_Material for this exercise_
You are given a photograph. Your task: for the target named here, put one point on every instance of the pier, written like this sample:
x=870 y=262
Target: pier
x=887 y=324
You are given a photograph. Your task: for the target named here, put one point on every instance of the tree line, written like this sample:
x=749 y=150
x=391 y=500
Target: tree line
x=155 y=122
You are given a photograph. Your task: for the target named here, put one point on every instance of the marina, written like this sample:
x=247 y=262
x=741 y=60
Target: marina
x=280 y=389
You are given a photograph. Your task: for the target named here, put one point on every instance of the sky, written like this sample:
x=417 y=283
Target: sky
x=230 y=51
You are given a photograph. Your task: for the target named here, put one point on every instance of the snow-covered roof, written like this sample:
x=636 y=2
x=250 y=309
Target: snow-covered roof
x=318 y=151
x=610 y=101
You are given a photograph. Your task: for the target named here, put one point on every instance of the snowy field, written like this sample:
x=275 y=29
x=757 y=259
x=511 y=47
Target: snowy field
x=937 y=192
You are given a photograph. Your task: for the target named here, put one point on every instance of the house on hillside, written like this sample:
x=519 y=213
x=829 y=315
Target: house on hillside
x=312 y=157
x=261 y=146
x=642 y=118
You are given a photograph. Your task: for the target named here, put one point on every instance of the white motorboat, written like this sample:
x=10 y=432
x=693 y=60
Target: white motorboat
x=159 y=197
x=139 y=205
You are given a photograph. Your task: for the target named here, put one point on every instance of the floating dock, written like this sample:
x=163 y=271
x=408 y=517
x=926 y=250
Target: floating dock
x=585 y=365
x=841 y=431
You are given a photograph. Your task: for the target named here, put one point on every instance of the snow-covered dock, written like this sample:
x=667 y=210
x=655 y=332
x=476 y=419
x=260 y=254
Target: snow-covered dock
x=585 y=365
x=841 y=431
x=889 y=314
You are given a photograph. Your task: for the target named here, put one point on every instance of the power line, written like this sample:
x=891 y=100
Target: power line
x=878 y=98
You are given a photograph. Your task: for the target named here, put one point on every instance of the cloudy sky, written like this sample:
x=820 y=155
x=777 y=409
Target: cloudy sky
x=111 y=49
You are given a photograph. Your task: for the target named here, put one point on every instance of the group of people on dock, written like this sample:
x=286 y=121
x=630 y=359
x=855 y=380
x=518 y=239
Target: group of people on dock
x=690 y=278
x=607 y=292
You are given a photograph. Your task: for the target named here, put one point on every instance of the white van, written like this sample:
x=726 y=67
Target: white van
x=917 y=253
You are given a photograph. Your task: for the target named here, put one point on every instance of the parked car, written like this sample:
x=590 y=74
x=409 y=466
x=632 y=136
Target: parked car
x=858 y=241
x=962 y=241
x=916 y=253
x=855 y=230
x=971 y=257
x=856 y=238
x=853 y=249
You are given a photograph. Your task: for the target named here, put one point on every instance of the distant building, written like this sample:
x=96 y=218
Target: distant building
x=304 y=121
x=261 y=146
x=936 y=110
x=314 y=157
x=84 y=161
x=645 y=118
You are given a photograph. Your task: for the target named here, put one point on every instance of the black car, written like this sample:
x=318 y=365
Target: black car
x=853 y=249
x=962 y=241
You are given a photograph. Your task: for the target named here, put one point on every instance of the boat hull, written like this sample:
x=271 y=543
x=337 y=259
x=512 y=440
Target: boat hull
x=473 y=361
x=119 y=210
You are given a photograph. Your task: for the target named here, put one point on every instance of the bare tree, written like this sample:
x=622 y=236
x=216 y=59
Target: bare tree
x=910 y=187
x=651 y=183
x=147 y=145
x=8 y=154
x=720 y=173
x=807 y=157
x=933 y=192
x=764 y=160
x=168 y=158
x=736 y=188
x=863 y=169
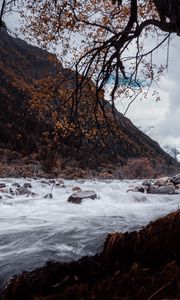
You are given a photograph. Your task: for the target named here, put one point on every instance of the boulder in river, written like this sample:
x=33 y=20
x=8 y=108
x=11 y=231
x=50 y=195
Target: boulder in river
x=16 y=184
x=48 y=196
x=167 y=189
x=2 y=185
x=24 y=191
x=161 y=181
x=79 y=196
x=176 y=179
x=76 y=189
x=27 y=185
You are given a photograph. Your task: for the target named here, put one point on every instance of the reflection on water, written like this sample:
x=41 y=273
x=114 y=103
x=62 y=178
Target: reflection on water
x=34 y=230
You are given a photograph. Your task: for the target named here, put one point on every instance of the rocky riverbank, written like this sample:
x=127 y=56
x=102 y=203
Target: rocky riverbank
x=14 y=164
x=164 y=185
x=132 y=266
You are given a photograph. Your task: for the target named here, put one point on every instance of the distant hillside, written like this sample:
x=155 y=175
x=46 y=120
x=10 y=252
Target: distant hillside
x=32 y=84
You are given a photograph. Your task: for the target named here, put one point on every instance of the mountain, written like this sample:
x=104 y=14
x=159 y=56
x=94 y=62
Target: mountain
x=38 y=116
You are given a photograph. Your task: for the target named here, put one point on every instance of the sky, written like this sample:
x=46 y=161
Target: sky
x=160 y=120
--
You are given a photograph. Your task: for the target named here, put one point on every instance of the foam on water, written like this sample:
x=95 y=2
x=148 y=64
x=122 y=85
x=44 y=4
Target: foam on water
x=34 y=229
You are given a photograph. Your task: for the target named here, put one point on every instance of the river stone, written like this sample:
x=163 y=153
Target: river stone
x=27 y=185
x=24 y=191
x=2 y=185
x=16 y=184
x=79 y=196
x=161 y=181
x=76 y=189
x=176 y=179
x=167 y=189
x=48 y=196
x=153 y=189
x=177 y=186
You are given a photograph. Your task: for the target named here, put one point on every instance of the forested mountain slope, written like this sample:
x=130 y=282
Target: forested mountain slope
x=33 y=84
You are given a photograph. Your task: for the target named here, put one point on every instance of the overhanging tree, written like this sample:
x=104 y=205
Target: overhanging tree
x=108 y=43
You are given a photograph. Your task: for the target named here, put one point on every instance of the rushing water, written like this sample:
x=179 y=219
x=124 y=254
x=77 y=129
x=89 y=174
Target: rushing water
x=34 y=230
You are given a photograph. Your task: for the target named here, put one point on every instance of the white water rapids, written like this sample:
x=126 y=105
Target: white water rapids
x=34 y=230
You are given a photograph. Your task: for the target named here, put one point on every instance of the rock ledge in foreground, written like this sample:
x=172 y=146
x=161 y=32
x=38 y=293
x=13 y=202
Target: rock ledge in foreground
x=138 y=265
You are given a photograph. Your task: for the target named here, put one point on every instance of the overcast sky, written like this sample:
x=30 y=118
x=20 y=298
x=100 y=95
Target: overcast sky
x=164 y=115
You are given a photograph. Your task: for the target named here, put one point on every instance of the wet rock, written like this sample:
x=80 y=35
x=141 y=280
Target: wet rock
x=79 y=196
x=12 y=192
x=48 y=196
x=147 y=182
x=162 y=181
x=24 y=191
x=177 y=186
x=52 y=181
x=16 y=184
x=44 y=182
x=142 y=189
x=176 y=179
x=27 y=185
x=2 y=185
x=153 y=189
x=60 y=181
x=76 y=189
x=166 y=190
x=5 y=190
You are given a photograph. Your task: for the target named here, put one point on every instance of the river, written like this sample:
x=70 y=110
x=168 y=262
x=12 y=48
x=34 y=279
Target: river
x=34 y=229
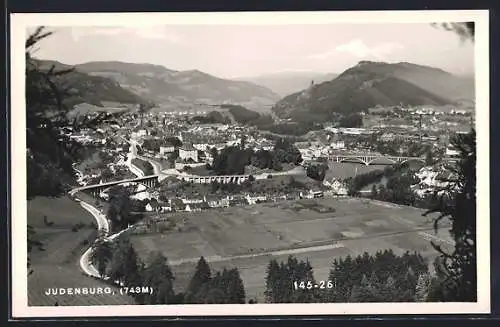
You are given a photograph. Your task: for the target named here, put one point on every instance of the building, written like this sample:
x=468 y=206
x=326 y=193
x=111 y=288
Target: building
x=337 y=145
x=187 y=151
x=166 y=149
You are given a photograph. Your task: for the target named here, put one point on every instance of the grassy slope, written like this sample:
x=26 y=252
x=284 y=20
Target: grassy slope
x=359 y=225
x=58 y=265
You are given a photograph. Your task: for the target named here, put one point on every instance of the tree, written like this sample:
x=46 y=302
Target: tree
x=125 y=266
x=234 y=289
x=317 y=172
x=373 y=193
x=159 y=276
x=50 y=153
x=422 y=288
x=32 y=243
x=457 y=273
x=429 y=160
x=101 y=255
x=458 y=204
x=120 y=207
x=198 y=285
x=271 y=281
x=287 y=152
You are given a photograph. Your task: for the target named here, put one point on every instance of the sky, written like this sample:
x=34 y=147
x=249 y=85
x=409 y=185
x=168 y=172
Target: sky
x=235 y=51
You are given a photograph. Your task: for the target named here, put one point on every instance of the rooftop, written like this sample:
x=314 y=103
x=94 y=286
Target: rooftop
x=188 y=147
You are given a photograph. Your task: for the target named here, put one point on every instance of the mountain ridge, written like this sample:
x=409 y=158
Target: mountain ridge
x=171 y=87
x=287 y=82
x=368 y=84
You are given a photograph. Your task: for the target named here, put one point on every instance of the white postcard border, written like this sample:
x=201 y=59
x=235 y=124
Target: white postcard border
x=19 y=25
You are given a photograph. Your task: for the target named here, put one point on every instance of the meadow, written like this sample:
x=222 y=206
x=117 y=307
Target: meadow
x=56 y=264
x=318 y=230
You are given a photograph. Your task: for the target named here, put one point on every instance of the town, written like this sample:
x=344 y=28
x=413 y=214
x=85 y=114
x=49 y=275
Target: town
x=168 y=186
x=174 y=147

_What the exercise asks_
All lines above from the line with "x=417 y=283" through the line with "x=777 y=409", both included, are to be set down exactly, with nothing else.

_Task output_
x=417 y=283
Target: sky
x=230 y=51
You are given a photograph. Your task: for the target named here, put one point on every instance of the snow-covered roof, written like this sample:
x=636 y=2
x=250 y=309
Target: snow-covered roof
x=318 y=151
x=610 y=101
You are given a photograph. Your task: for the target named here, put one point on every instance of the snowy field, written like this sample:
x=275 y=29
x=757 y=259
x=511 y=47
Target: snowy field
x=937 y=192
You are given a photograph. Your task: for the target named here, put one point on every instance of the house on hillside, written like this sample:
x=519 y=213
x=829 y=315
Target: house on hillside
x=312 y=157
x=261 y=146
x=642 y=118
You are given a photograph. Your task: for the target named here, put one point on every instance of the white motorboat, written like this sample:
x=10 y=432
x=693 y=60
Target: white motorboat
x=159 y=197
x=139 y=205
You are given a photograph. Your task: for the target named here, put one point on every instance of the floating dock, written like this sample:
x=163 y=271
x=408 y=517
x=926 y=250
Target: floating dock
x=585 y=365
x=841 y=431
You are given a photograph. Your task: for the target named here, put one point on every instance of the snow-covered dock, written like this sample:
x=667 y=210
x=655 y=332
x=476 y=419
x=260 y=254
Target: snow-covered dock
x=585 y=365
x=841 y=431
x=889 y=314
You are given a photograph. Your task: for the target named here, put one point on every instance of the power line, written like this sample:
x=891 y=100
Target: power line
x=878 y=98
You are given a photograph. Your task: for the target named here, put one point on every instance of the cloudy sky, written like this sample:
x=820 y=155
x=777 y=409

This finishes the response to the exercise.